§ Task prompt: The expected answer comprises all lines from the entries that contain the string "below".

——————

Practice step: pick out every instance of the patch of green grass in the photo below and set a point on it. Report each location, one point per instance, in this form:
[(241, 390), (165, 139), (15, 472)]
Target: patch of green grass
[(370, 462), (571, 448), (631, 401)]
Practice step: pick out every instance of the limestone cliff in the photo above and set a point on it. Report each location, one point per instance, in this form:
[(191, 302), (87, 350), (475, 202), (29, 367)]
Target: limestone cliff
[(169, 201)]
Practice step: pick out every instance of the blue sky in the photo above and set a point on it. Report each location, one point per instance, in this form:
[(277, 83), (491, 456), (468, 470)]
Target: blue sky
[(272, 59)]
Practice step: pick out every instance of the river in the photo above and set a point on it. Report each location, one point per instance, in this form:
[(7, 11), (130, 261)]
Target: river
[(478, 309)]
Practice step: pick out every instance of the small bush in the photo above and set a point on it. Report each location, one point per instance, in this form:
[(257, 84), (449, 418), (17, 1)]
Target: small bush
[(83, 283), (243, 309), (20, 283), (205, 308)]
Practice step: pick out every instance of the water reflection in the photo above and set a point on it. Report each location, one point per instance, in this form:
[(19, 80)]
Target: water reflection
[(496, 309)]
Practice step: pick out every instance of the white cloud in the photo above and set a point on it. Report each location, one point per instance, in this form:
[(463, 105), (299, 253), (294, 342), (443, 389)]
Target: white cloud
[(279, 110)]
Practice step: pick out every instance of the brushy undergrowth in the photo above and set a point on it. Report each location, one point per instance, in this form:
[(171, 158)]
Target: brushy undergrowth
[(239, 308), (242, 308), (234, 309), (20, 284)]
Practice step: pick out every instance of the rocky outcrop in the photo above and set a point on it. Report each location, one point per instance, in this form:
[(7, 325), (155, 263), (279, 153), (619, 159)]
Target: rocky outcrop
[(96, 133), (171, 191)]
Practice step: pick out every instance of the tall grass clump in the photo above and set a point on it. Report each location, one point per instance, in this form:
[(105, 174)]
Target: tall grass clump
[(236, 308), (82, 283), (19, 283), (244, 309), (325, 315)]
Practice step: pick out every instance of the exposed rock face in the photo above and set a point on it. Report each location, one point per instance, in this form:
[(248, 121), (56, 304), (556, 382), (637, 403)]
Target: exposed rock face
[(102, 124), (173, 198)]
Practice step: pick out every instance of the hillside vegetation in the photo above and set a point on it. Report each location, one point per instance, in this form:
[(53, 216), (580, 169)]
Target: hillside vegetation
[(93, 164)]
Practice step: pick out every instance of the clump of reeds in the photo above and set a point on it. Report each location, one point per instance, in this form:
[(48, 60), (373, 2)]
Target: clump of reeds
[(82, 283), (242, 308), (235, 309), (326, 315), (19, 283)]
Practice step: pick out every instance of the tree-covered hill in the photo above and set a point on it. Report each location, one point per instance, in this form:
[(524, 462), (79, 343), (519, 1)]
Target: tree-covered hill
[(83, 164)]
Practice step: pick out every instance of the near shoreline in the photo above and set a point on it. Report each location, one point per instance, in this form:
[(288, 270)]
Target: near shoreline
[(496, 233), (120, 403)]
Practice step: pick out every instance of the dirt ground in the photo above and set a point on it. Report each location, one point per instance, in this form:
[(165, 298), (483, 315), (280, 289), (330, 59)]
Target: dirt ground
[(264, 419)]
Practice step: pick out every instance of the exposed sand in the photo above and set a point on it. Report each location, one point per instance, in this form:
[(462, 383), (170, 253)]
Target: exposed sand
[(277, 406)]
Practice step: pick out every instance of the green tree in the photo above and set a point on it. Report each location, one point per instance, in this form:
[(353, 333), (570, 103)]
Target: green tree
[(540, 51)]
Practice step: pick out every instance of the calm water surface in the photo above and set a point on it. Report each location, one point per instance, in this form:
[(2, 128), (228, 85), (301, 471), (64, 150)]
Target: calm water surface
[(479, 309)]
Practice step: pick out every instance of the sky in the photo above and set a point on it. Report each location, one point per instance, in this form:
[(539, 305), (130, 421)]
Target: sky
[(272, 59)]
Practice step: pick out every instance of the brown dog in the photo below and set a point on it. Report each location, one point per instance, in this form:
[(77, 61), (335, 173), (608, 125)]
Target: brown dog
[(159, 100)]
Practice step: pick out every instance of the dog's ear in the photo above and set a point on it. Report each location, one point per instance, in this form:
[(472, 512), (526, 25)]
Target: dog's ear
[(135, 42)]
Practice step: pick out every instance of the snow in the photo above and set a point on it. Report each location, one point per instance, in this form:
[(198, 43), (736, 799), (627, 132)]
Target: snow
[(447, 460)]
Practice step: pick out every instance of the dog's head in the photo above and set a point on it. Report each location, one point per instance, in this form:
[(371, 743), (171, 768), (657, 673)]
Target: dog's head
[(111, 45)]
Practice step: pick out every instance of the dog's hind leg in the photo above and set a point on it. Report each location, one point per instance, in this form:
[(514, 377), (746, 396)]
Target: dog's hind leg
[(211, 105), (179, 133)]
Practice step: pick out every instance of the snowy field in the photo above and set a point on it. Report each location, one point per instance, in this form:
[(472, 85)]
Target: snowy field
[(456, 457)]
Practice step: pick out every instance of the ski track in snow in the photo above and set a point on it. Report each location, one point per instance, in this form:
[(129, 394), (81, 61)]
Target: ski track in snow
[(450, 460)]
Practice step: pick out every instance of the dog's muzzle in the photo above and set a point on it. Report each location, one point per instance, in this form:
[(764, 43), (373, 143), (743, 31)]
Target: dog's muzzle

——————

§ Exercise solution:
Practice step: pick out every instance of the patch of green grass in the photo below and set a point on it. Report each location, one point per instance, in this form:
Practice step: pick out every instance of the brown dog in the photo below and set a point on it. Report each location, one point per instance, in this form:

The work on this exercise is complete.